# [Text passage]
▼

Notes to Consolidated Financial Statements

6

Senior Secured Notes

On April 25, 2016, in an initial public offering, MBC Funding issued 6% senior secured notes, due April 22, 2026 (the
“Notes”) in the aggregate principal amount of $6,000,000 under the Indenture, dated April 25, 2016, among MBC Funding, as
Issuer, the Company, as Guarantor, and Worldwide Stock Transfer LLC, as Indenture Trustee (the “Indenture”). The Notes,
having a principal amount of $1,000 each, are listed on the NYSE American and trade under the symbol “LOAN/26”. Interest
accrues on the Notes commencing on May 16, 2016. The accrued interest is payable monthly in cash, in arrears, on the 15th day
of each calendar month commencing June 2016.

▲

# [Dataset records]
▼

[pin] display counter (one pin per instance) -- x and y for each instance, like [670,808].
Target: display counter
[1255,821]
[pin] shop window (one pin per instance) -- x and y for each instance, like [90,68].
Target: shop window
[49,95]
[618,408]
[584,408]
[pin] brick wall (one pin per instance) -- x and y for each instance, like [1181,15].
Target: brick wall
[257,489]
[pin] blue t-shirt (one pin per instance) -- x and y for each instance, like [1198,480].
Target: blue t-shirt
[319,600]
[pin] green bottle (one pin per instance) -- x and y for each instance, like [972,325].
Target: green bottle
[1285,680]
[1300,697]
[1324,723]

▲
▼

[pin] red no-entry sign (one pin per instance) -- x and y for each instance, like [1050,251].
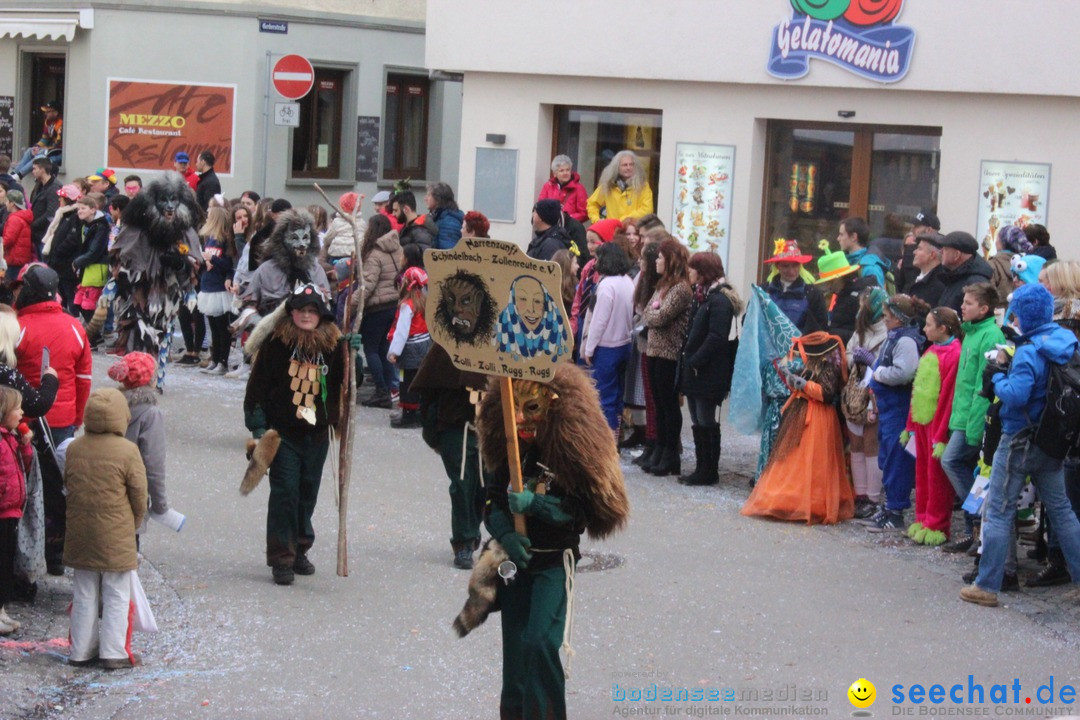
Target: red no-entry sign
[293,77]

▲
▼

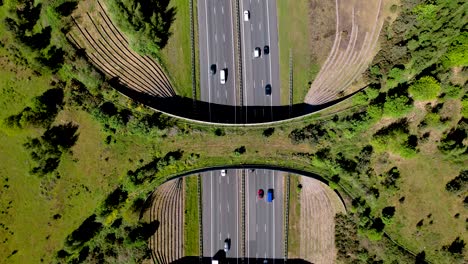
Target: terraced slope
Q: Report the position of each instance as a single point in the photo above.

▲

# [About this exercise]
Copy the passage about the senior secured notes word for word, between "Notes to Consolidated" and "commencing June 2016.", inclusive. Rely only on the passage about the senior secured notes, not on the rows.

# [Task solution]
Notes to Consolidated Financial Statements

6

Senior Secured Notes

On April 25, 2016, in an initial public offering, MBC Funding issued 6% senior secured notes, due April 22, 2026 (the
“Notes”) in the aggregate principal amount of $6,000,000 under the Indenture, dated April 25, 2016, among MBC Funding, as
Issuer, the Company, as Guarantor, and Worldwide Stock Transfer LLC, as Indenture Trustee (the “Indenture”). The Notes,
having a principal amount of $1,000 each, are listed on the NYSE American and trade under the symbol “LOAN/26”. Interest
accrues on the Notes commencing on May 16, 2016. The accrued interest is payable monthly in cash, in arrears, on the 15th day
of each calendar month commencing June 2016.